* Task details
Please reproduce every one of the records below word for word, without changing anything.

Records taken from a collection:
* * *

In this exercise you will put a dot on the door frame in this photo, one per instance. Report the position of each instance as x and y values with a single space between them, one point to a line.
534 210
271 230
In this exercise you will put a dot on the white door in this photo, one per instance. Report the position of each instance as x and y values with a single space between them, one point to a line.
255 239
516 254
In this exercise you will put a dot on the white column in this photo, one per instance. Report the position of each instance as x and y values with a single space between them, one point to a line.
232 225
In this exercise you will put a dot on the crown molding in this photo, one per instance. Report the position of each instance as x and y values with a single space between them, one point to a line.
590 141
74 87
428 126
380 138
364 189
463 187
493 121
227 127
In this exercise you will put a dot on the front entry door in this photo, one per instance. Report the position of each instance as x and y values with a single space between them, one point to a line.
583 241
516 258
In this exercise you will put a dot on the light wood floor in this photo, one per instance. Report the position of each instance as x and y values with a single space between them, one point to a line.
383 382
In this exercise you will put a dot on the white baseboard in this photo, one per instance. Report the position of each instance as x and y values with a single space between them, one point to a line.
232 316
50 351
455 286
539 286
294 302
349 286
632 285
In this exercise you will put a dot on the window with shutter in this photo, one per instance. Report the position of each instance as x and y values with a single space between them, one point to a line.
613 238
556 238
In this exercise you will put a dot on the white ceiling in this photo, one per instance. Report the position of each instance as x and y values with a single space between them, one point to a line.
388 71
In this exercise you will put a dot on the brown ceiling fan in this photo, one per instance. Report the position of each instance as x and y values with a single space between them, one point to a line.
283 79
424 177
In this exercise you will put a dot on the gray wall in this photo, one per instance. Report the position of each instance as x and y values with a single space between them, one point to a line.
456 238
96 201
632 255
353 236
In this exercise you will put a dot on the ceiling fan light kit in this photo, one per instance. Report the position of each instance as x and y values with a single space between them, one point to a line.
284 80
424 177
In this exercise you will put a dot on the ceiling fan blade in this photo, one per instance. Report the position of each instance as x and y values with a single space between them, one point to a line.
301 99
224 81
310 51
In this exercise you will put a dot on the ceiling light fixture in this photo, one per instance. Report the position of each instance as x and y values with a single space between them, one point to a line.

* * *

* Expected output
In this exercise you will put a dot on the door frame in this photo, one per instance. Report the position of each instance as x and y values with a single space between them, one point to a line.
534 210
271 230
In this exercise you will put a dot on the white door in this photo, one per instance. Report the position of each instance as x and y values with a single space between them, one point to a line.
255 239
516 254
In this exercise you will put a dot on the white column in this photo, one per instance. Report the position of each instance as x and y values with a single space between them, one point to a line.
232 225
In this exercise you will put a dot on the crown molding in this photo, one per instance. Report the position of each instance as x and y values with a single space between them, one point to a line.
590 141
74 87
428 126
380 138
364 189
463 187
493 121
227 127
In this exercise you will put a dot on the front entry door in this photo, one per instance. Report the position of each instance as x and y values with a single space between them, one point to a line.
583 241
516 258
In this exercise you will put a dot on the light wood floor in this photo, one per instance. Report the position of each instance as x and y values with a single space between them, one point to a line.
383 382
In this exercise you will put a dot on the white baseboard in this photo, one per instance. Report the position of each instance as x and y values with a single space between them, one point to a line.
232 316
50 351
455 286
539 286
294 302
349 286
632 285
In this exercise you will put a dot on the window with shutter in this photo, one per instance. Report the position of each instance as x and y values with a single space between them, one point to a line.
613 238
556 238
In this exercise you will put a dot on the white ceiling in this photo, one per instance. Report the position of each instance as x and y values with a single space between them, one point to a line.
388 71
In this exercise you will put a dot on the brown ceiling fan in this photo, one per instance. Report the position of each instance as x and y values with a single space between them, one point to a line.
283 79
424 177
In this exercise you will put a dot on the gray wall in this photo, one per instance. Report the position of each instance as x and y values with a single space between them, one point to a line.
456 238
96 201
632 255
353 236
In this exercise you will put a dot on the ceiling fan light kit in this photo, one per instance. Report the position of each instance as x and y values with a single space between them, one point to a line.
284 80
424 177
In this exercise you will put a dot on the ceiling fan blade in this photo, one per instance. Report the position of each instance as x and y values with a single space between them, one point to a line.
301 99
224 81
310 51
In this exercise you will put a dot on the ceiling light fixture in this photo, one per instance. Report the position of each instance as x and y values with a single space between them, one point to a line.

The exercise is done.